= TEXTAUSZUG =
*****
Ein Sprung nach vorne in digitale Arbeitsformen, das brachte die Corona-Krise mit sich. Wir haben Erfahrungsberichte zu Homeoffice, Online-Beratung und Online-Workshops erfragt.

ERfahrungen mit Homeoffice und Online-Beratung: Interview mit Matthias F. (43)

PLÖTZLICH HOMEOFFICE – WIE LIEF DAS BEI IHNEN?

Ich bin bei einem Unternehmen aus der Versicherungsbranche angestellt, das direkt zu Beginn der Corona-Krise Sicherheitsvorkehrungen getroffen und alle Mitarbeitenden ins Homeoffice geschickt hat, bei denen dies von den Arbeitsabläufen her möglich war. Ich habe schon vorher einen Tag in der Woche aus dem Homeoffice gearbeitet, um meiner Frau mit unseren beiden kleinen Töchtern entgegenzukommen. Wir wohnen in einem Einfamilienhaus und ich habe mir im Keller selbst ein Büro eingerichtet, in dem ich meistens relativ ungestört arbeiten kann. Die Ausstattung ist vergleichbar mit einem klassischen Büroarbeitsplatz. Andere Kollegen haben sich Stühle und Monitore ausgeliehen.

Meine Frau wollte in diesem Sommer wieder anfangen vormittags zu arbeiten. Meine beiden Töchter gingen bereits in den Kindergarten und die Grundschule, aber das war dann ja dank Corona erstmal hinfällig.
*****
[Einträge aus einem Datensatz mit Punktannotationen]

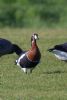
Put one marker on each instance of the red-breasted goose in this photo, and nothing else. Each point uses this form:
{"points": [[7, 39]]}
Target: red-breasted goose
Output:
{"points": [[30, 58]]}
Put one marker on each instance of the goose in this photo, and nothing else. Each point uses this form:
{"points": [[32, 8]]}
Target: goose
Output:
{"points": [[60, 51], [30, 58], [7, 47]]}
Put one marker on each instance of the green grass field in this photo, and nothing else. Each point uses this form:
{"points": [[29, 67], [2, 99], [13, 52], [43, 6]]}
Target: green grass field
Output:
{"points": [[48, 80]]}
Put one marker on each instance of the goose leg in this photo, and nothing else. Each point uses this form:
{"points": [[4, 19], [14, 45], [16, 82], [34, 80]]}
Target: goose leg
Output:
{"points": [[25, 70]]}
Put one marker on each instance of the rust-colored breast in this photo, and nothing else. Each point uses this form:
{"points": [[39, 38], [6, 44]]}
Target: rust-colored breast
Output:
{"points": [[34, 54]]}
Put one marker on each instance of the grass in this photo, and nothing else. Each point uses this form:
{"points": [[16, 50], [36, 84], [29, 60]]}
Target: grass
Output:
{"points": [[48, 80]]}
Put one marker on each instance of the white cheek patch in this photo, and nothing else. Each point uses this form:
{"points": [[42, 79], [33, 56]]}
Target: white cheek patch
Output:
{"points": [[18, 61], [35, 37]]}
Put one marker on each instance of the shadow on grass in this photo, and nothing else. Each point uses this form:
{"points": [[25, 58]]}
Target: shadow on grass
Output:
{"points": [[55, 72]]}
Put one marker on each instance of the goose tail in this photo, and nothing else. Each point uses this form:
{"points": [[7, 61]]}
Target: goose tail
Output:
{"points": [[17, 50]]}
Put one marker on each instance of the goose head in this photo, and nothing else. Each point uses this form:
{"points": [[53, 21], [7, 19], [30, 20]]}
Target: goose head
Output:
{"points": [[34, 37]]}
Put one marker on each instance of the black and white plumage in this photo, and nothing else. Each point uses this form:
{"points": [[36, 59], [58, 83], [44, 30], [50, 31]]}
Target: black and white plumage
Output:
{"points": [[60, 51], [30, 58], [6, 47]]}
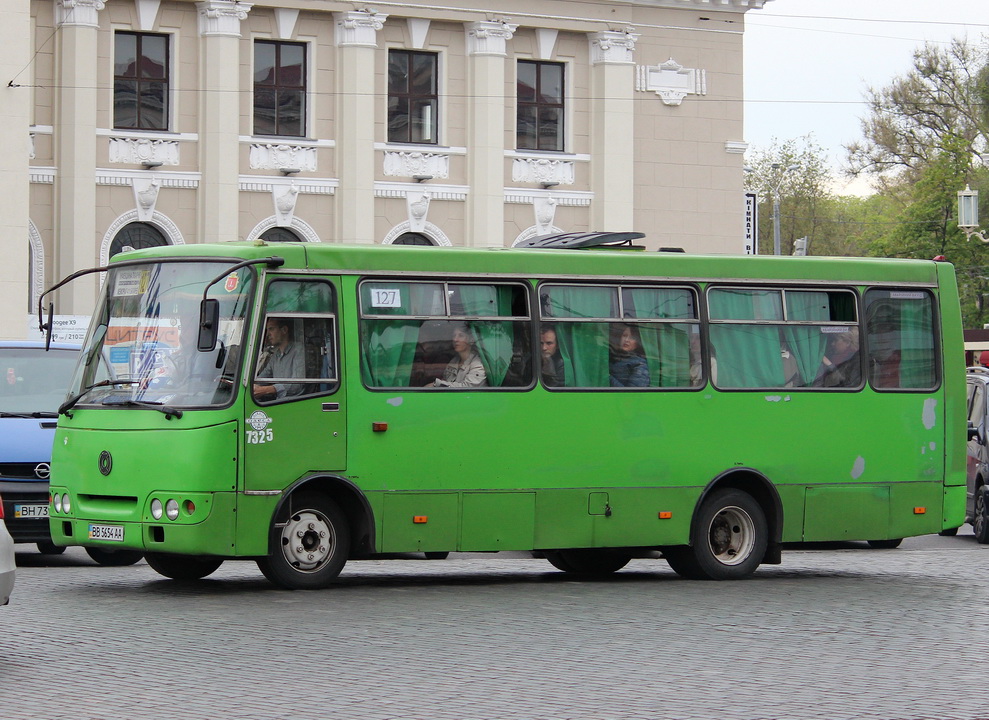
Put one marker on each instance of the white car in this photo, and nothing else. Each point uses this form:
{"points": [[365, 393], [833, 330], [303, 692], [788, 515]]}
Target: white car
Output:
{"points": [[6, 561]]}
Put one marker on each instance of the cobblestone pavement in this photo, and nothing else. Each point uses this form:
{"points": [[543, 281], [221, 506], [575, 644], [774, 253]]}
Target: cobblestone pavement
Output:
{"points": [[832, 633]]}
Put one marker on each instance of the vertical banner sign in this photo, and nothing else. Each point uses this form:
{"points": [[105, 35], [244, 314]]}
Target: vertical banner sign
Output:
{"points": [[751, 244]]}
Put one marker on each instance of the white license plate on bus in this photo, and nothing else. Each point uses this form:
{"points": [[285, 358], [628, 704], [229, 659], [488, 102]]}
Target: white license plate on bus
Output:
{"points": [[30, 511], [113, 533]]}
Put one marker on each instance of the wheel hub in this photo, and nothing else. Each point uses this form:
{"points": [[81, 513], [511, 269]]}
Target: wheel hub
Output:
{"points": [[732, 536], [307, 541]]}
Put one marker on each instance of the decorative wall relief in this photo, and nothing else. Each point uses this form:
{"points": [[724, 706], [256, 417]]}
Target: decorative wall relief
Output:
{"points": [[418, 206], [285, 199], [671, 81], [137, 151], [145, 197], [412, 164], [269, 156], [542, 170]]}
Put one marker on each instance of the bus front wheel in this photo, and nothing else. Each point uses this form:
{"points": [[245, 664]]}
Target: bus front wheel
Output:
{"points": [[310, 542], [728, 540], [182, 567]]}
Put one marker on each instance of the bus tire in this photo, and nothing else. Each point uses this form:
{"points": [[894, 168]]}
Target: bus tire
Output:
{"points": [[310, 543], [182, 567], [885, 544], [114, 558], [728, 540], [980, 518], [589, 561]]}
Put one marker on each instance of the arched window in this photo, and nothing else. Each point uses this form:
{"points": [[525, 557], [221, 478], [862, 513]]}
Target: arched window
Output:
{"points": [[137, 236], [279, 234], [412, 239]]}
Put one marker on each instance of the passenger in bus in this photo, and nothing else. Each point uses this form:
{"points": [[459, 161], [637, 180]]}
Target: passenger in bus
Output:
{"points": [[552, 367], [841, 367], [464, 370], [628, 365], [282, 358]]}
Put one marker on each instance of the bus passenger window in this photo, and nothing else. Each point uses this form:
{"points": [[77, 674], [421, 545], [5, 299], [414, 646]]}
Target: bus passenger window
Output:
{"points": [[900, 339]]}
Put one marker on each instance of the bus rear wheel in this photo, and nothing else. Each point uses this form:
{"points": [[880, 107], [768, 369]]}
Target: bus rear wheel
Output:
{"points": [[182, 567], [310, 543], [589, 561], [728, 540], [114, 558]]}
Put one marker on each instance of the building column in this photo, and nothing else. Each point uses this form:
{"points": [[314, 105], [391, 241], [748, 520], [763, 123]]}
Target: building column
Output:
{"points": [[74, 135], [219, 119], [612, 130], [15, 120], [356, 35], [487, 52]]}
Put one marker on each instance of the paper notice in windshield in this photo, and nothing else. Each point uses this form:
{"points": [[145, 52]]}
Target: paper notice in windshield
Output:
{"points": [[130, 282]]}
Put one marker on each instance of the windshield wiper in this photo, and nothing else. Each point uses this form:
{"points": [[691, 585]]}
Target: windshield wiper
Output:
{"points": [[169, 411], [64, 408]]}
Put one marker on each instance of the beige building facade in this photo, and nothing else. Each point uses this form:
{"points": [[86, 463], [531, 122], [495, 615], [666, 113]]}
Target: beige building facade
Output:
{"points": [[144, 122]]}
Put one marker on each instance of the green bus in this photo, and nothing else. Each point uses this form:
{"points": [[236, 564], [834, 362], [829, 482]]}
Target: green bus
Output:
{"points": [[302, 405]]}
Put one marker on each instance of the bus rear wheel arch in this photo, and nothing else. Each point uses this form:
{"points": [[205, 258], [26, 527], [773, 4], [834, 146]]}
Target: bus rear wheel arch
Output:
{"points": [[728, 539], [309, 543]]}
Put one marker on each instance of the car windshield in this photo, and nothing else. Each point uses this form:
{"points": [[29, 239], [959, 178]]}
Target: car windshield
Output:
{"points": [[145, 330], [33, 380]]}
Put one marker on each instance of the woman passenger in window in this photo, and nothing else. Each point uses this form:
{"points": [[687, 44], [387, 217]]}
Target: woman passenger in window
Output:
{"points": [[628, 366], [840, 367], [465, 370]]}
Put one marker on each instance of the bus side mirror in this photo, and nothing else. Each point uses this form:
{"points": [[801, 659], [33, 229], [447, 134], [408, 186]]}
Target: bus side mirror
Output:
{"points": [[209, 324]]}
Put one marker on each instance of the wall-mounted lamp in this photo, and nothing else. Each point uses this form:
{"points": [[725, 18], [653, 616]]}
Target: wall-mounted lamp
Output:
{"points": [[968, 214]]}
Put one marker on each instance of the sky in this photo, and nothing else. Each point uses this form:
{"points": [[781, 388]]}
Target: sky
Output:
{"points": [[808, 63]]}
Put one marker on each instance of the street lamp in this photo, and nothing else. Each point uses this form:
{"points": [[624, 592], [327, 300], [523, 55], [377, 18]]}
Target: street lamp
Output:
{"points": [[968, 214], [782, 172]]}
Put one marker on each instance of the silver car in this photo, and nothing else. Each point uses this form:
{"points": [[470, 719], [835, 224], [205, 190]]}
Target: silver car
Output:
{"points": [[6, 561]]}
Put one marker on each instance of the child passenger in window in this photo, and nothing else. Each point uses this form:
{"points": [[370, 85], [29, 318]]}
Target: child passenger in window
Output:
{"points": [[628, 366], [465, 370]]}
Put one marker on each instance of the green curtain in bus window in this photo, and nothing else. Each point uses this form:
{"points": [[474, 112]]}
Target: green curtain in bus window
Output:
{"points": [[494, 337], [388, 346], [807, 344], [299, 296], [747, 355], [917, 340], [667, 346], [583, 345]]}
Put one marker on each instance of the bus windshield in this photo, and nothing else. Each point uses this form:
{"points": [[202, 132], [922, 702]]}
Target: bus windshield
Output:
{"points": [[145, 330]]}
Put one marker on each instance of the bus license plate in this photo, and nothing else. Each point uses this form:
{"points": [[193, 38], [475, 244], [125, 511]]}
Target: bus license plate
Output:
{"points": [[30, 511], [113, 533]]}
*****
= AUFGABE 1 =
Geben Sie den Abschnitt des Interviews zum Homeoffice wieder, der mit „Ich bin bei“ beginnt und mit „und Monitore ausgeliehen.“ endet, und tauschen Sie darin „Keller“ gegen „Dachgeschoss“ aus.
= AUFGABE 2 =
Schreiben Sie das Interview zum Homeoffice im Anschluss an den letzten Satz weiter.
Die Zeilen werden zur Bearbeitung nicht benötigt.

= LÖSUNG 1 =
Ich bin bei einem Unternehmen aus der Versicherungsbranche angestellt, das direkt zu Beginn der Corona-Krise Sicherheitsvorkehrungen getroffen und alle Mitarbeitenden ins Homeoffice geschickt hat, bei denen dies von den Arbeitsabläufen her möglich war. Ich habe schon vorher einen Tag in der Woche aus dem Homeoffice gearbeitet, um meiner Frau mit unseren beiden kleinen Töchtern entgegenzukommen. Wir wohnen in einem Einfamilienhaus und ich habe mir im Dachgeschoss selbst ein Büro eingerichtet, in dem ich meistens relativ ungestört arbeiten kann. Die Ausstattung ist vergleichbar mit einem klassischen Büroarbeitsplatz. Andere Kollegen haben sich Stühle und Monitore ausgeliehen.

= LÖSUNG 2 =
Da ich fünf Tage die Woche von zuhause aus gearbeitet habe, bin Ich definitiv häufiger von meiner Familie bei der Arbeit unterbrochen worden, auch weil sie nun selbst immer zuhause waren und sich nicht mit Ihren Freundinnen treffen konnten – auch meine Frau nicht. Das war schon eine echte Herausforderung, zumal es schon vorher in unserer Ehe gekriselt hat und ich oft mit Stress zu kämpfen habe. Ich bin froh, seit Juni in Absprache mit den Kollegen wieder regelmäßig im Büro arbeiten zu können. Wir wechseln uns ab.

Sie haben Online-Beratung gesucht: Wie waren Ihre Erfahrungen?

Ich hatte bereits vor der Krise auf eigene Initiative Kontakt zu einer Psychologin gesucht, die sich auf Stressprävention und Eheberatung spezialisiert hat. Ich hatte seit Ende letzten Jahres zwei Termine bei Ihr und habe auch schon einige Fortschritte im Umgang mit Stress gemacht. Eine wichtige Erkenntnis war unter anderem, wie wichtig es ist, offen über Bedürfnisse, Regeln und Grenzen zu sprechen – mit meinem Vorgesetzten, meinen Kollegen und natürlich auch mit meiner Frau und den Kindern.

Am Anfang der Krise habe ich erstmal meinen nächsten Termin abgesagt, mich dann aber entschlossen, dass eine Online-Beratung besser als keine Beratung ist. Das Risiko mit dem Datenschutz habe ich bisher gar nicht bedacht. Da vertraue ich meiner Psychologin. Aber eine Online-Beratung konnte ich mir bis dahin für mich gar nicht vorstellen. Sie fühlt sich tatsächlich auch anders an – entfernter und intimer zugleich. Man ist mehr auf sich selbst zurückgeworfen und trotzdem begleitet. Ich kann mir vorstellen, das bei Bedarf weiter zu nutzen, aber eigentlich sind mir Treffen face-to-face lieber – auch weil man dann einen bestimmten Ort aufsucht, der nur für die Beratung da ist und wo man nicht gestört wird.

Mit welchen Schwierigkeiten mussten Sie umgehen?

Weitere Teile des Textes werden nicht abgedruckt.